• _Task material_
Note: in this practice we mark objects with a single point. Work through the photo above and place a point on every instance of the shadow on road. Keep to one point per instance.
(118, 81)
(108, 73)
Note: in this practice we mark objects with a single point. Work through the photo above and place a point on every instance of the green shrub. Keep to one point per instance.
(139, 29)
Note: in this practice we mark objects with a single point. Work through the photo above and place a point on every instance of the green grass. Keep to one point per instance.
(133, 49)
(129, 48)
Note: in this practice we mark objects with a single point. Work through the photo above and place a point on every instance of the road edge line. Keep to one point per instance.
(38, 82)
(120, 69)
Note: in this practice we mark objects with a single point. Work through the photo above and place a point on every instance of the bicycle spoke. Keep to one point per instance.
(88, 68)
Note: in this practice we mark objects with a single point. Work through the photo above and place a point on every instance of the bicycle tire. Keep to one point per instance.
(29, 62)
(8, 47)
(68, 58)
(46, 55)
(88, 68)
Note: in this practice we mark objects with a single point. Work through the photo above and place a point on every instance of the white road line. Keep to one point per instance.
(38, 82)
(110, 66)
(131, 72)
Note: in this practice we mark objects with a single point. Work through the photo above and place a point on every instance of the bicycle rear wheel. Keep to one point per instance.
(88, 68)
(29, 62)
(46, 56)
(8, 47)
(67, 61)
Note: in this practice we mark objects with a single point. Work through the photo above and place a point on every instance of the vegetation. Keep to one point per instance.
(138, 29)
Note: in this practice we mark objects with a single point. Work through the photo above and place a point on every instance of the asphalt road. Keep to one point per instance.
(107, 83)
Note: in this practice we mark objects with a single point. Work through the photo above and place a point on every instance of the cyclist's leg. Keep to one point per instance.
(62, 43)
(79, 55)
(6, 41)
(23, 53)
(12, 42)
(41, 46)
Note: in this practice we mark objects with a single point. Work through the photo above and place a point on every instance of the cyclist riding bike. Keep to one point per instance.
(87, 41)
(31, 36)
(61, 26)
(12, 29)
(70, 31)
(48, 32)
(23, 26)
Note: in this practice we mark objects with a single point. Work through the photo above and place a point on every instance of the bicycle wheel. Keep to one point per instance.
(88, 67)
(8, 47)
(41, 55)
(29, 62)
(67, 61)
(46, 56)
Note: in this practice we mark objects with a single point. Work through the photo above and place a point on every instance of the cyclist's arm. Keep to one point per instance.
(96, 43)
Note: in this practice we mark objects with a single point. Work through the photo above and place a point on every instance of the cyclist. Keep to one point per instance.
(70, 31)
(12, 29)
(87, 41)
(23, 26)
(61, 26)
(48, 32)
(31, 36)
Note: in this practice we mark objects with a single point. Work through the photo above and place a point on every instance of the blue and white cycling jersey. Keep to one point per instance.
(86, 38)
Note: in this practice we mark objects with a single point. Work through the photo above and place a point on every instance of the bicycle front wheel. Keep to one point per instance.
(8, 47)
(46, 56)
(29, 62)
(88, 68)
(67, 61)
---
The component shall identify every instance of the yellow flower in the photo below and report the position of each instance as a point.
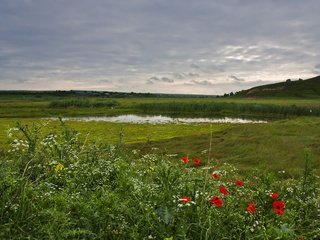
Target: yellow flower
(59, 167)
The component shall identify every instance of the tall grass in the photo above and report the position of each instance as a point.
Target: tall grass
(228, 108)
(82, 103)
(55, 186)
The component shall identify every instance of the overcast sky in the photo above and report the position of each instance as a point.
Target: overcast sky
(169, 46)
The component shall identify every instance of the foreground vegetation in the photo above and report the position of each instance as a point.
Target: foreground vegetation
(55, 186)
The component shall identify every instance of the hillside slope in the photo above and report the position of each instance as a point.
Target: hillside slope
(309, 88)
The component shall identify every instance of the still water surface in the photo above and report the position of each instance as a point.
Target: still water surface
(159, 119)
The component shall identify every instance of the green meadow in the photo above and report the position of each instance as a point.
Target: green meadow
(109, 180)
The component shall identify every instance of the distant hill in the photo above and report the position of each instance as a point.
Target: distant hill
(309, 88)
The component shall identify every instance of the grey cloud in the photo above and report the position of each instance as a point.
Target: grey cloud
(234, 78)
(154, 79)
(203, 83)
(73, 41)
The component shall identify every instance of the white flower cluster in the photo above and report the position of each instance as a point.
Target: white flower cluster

• _Request_
How many lines of the listing above contain the word "grey", with case counting? Reply with the number alone.

• _Expected answer_
2